Mad Rush (USA) (by Lemon Drop Kid): How do you measure these horses? By the sex appeal of their assistant trainers? Other than the professional respect his connections undoubtedly deserve, it’s hard to make a cogent case for him other than D Oliver has climbed aboard, he comes down in weight, and in the past some pretty moderate imports have stood up in these races. I don’t know why the Caulfield Cup has to be his first stakes win, so I have to let him run against me.

All The Good (Ire) (by Diesis): most of my comments from the above apply. His win in the modified Ebor Handicap (the Newburgh run over 2700m this year at Newbury) suggests Melbourne Cup to me. As a three-quarter brother to triple Oaks champion Ramruma he has the pedigree, but what Godolphin horse hasn’t?

Douro Valley (by Encosta de Lago): Fit, in form, well drawn and second last year. Persuasive factors. He also carries considerably less weight than in any of his past five starts. Undoubtedly, he will be the horse pouring on the pressure from the 800m trying to put his rivals to the sword. He is a terrific example of all-too-rare durability and longevity and there’s little between him and Maldivian on form. My only wish is that the Caulfield Cup isn’t won by a horse having its 49th start with just eight wins but I don’t know how you can keep him out of the dogfight.

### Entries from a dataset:
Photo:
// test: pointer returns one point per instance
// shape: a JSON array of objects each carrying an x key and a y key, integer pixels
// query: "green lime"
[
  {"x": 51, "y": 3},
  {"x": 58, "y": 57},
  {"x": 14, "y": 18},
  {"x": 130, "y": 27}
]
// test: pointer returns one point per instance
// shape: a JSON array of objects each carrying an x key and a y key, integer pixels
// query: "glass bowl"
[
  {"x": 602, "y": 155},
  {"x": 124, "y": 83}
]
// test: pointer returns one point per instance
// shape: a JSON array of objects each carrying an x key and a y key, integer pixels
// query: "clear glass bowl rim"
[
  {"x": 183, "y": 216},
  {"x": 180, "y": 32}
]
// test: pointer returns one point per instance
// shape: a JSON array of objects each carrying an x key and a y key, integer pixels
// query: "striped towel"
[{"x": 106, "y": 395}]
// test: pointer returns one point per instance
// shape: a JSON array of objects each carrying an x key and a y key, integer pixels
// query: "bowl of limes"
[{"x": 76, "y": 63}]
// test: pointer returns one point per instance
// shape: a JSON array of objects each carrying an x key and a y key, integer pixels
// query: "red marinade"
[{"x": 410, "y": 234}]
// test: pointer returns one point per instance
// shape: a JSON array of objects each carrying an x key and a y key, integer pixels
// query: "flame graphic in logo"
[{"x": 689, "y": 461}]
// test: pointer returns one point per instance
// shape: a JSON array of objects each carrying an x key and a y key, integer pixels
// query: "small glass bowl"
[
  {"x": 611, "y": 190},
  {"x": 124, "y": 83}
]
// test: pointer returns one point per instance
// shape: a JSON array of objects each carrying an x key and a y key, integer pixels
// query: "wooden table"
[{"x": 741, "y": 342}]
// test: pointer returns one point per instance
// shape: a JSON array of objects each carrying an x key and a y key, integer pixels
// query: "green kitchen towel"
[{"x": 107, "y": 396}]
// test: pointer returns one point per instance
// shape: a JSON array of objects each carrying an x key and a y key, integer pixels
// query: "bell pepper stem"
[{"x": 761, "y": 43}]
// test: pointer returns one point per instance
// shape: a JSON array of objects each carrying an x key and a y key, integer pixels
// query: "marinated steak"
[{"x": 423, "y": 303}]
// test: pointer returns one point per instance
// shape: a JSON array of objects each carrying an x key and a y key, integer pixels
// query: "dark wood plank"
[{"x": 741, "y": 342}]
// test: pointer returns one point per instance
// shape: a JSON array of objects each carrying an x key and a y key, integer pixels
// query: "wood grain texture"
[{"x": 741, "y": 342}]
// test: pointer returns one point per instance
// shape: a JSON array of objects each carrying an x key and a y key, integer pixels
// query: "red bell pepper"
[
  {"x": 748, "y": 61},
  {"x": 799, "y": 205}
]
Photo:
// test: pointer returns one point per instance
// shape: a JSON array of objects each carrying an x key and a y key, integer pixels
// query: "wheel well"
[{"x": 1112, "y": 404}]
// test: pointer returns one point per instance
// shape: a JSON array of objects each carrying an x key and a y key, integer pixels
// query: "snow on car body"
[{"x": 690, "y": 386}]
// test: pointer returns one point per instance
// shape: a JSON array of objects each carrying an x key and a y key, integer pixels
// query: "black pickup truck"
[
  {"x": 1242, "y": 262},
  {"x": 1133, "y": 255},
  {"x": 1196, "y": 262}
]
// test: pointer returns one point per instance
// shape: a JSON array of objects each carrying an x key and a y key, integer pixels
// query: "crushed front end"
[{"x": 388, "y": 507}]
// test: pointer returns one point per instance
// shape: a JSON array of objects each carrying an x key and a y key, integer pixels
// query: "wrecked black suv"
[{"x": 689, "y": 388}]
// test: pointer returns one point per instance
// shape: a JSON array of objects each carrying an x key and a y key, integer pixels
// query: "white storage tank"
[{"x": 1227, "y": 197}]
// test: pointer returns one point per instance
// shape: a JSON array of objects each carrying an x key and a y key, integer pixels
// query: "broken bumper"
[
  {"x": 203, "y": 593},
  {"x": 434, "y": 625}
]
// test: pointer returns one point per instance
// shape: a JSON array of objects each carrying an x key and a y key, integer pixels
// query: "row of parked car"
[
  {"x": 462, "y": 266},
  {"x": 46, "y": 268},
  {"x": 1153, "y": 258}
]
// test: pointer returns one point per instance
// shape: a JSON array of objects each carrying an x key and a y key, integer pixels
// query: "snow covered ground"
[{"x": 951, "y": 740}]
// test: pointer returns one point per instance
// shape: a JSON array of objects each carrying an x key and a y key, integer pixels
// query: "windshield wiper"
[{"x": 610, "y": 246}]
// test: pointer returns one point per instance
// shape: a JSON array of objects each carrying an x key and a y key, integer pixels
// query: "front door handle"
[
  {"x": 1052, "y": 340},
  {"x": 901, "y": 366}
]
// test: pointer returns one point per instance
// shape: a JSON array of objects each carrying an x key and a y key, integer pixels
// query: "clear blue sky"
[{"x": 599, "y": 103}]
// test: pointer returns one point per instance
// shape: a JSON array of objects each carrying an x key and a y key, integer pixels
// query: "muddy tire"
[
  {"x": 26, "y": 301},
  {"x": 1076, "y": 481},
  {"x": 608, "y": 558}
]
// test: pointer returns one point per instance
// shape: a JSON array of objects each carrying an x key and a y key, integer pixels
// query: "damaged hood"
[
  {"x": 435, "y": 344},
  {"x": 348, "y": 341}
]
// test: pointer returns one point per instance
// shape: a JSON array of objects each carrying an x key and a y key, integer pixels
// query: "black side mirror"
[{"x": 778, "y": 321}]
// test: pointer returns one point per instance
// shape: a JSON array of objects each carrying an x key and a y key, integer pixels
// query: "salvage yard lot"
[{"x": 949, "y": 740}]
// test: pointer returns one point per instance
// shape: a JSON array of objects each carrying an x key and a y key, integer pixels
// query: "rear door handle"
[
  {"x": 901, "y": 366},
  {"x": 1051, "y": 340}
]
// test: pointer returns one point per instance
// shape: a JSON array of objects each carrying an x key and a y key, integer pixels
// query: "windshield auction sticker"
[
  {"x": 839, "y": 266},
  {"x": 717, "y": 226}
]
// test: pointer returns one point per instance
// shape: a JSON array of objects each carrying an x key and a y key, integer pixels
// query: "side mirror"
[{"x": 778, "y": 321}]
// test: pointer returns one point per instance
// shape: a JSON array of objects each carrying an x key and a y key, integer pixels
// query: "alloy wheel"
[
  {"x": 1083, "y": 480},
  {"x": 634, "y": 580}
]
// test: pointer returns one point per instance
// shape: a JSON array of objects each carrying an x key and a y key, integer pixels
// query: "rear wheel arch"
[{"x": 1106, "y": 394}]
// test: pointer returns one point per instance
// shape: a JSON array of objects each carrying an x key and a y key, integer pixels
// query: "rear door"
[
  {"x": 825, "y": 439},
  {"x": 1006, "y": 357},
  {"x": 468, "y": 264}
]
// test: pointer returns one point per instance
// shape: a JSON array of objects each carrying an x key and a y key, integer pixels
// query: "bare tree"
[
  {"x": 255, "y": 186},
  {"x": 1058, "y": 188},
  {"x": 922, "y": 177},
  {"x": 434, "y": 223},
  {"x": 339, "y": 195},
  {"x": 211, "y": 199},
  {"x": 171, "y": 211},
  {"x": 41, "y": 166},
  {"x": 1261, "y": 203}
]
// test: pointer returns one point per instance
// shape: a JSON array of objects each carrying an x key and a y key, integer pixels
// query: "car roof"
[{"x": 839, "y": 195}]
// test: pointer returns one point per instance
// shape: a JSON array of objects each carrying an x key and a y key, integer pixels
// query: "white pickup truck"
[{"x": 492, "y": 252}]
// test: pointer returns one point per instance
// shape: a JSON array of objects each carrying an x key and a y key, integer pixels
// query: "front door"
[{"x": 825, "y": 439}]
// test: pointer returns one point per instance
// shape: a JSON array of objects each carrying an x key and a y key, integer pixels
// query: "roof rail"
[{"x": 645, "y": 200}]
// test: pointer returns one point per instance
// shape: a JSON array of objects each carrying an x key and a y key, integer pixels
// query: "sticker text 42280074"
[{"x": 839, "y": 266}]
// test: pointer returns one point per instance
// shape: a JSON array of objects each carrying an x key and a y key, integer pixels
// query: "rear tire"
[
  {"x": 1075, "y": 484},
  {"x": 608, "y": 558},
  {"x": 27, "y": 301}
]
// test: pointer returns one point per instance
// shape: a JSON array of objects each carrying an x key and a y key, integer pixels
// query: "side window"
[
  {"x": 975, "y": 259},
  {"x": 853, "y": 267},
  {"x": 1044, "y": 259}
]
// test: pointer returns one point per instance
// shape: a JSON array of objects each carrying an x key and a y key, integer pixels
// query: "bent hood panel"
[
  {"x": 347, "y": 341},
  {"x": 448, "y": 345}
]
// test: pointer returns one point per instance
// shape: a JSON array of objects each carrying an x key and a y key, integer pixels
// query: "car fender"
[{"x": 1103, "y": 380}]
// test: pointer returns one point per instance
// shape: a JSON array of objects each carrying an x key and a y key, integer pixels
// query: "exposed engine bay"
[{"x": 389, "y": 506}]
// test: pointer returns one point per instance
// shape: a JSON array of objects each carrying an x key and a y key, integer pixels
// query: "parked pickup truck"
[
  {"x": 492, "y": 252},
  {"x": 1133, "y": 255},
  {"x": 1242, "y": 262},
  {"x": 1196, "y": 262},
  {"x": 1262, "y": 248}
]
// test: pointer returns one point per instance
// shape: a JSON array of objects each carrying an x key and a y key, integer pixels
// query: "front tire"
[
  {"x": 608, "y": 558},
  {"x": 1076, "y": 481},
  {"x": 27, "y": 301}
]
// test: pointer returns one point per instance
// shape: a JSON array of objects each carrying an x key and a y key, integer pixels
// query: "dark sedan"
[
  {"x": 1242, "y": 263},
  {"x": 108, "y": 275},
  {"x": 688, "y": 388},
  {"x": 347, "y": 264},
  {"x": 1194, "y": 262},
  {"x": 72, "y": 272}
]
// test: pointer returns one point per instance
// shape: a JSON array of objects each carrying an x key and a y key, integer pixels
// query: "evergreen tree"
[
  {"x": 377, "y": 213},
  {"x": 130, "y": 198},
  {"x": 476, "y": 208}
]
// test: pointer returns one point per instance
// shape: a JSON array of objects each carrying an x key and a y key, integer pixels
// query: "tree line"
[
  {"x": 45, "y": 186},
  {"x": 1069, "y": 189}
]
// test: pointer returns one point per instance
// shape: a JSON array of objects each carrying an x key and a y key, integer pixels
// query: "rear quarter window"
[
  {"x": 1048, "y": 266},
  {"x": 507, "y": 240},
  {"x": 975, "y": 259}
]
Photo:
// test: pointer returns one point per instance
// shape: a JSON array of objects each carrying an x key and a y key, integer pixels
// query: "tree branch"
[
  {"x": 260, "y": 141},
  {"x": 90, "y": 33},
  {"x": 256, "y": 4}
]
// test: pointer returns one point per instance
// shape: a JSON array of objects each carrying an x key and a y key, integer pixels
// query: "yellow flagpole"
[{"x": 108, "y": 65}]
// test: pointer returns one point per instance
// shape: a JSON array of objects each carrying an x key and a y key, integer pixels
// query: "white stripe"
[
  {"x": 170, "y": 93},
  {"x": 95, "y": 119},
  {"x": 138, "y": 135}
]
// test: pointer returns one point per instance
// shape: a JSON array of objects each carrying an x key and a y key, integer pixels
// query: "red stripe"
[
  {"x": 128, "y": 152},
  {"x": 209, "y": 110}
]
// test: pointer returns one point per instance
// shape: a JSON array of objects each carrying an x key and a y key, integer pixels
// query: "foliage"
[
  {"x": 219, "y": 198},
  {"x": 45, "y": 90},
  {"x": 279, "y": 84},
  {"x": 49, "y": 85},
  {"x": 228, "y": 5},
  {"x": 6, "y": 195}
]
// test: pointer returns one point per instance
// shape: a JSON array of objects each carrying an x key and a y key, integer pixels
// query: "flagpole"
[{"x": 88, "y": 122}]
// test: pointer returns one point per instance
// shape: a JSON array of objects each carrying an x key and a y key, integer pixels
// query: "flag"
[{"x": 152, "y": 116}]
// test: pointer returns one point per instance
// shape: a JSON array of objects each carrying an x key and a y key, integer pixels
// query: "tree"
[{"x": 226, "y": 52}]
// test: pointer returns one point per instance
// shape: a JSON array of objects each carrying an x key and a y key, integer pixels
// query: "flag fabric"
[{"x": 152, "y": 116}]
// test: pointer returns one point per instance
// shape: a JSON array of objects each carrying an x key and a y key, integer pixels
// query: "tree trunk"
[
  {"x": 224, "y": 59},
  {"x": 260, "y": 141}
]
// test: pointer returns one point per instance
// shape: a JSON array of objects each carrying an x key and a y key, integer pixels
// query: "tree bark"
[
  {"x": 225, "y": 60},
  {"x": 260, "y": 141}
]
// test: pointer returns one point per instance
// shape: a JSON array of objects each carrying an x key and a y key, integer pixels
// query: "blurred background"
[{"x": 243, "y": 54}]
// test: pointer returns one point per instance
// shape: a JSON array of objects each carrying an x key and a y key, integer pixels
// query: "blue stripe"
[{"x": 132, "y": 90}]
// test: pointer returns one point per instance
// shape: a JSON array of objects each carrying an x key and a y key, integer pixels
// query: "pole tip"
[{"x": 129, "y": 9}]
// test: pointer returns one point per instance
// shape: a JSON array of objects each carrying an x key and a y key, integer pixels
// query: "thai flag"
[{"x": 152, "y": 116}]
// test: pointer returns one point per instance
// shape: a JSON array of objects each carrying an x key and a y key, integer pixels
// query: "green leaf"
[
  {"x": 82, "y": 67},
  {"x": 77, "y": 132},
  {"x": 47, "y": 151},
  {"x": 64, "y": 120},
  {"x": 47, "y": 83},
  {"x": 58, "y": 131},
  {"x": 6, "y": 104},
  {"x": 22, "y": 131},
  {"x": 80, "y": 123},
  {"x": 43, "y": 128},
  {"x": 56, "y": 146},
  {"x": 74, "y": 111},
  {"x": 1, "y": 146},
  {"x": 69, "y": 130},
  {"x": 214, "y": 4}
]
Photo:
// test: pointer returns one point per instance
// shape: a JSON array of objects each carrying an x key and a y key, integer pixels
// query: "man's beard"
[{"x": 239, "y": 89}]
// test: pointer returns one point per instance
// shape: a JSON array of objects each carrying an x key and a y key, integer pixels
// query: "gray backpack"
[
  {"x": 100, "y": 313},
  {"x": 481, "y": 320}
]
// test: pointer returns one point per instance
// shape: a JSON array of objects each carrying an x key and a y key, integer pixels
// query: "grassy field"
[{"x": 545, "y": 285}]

### WRITTEN TASK A:
List the sires of the three horses profiled in the horse-racing text, as named in the parentheses after each horse.
### WRITTEN TASK B:
List every line of the rows that contains the string "white". Case counts.

### WRITTEN REPLY A:
Lemon Drop Kid
Diesis
Encosta de Lago

### WRITTEN REPLY B:
// query: "white storage tank"
// query: "white pickup truck"
// query: "white stripe"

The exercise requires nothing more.